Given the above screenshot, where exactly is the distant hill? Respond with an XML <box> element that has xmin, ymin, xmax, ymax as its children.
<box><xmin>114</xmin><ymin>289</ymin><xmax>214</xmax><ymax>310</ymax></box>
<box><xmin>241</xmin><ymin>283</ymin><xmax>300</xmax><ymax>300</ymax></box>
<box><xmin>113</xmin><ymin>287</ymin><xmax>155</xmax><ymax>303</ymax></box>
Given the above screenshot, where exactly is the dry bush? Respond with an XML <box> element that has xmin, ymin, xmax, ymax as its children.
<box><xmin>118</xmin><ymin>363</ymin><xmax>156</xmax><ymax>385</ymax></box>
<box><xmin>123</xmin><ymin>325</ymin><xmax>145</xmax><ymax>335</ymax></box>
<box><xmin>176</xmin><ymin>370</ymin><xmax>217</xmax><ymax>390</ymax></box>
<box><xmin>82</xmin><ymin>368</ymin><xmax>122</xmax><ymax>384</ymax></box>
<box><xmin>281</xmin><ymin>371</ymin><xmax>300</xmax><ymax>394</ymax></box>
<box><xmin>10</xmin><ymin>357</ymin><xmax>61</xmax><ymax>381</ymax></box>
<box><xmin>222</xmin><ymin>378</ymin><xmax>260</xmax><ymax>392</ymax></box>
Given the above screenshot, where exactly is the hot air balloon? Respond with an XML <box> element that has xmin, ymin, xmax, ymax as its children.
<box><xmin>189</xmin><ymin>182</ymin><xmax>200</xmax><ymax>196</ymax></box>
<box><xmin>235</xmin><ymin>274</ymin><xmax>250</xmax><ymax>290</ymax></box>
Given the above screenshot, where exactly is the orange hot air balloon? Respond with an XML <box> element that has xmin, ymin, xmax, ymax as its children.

### TASK DETAILS
Copy out every one of the records above, word for word, with nothing changed.

### EXPECTED ANSWER
Given the above screenshot, where exactly is the distant hill? Respond with an XML <box> element that has xmin, ymin, xmax, ymax as its children.
<box><xmin>114</xmin><ymin>289</ymin><xmax>214</xmax><ymax>310</ymax></box>
<box><xmin>241</xmin><ymin>283</ymin><xmax>300</xmax><ymax>300</ymax></box>
<box><xmin>113</xmin><ymin>287</ymin><xmax>155</xmax><ymax>303</ymax></box>
Given the above screenshot, where exactly is the dry bush? Respond with an XML <box> element that has xmin, ymin, xmax, ymax as its children.
<box><xmin>118</xmin><ymin>363</ymin><xmax>156</xmax><ymax>385</ymax></box>
<box><xmin>123</xmin><ymin>325</ymin><xmax>145</xmax><ymax>335</ymax></box>
<box><xmin>176</xmin><ymin>370</ymin><xmax>217</xmax><ymax>390</ymax></box>
<box><xmin>82</xmin><ymin>368</ymin><xmax>122</xmax><ymax>384</ymax></box>
<box><xmin>281</xmin><ymin>371</ymin><xmax>300</xmax><ymax>394</ymax></box>
<box><xmin>10</xmin><ymin>357</ymin><xmax>61</xmax><ymax>381</ymax></box>
<box><xmin>222</xmin><ymin>378</ymin><xmax>260</xmax><ymax>392</ymax></box>
Given the above screenshot, where exactly is the hot air balloon? Respond with an XML <box> element that has xmin, ymin, xmax, ymax as its children.
<box><xmin>189</xmin><ymin>182</ymin><xmax>200</xmax><ymax>196</ymax></box>
<box><xmin>235</xmin><ymin>274</ymin><xmax>250</xmax><ymax>290</ymax></box>
Given the above screenshot, where exactly is the orange hot air balloon? Respond with an XML <box> element that has xmin, ymin, xmax, ymax as its children.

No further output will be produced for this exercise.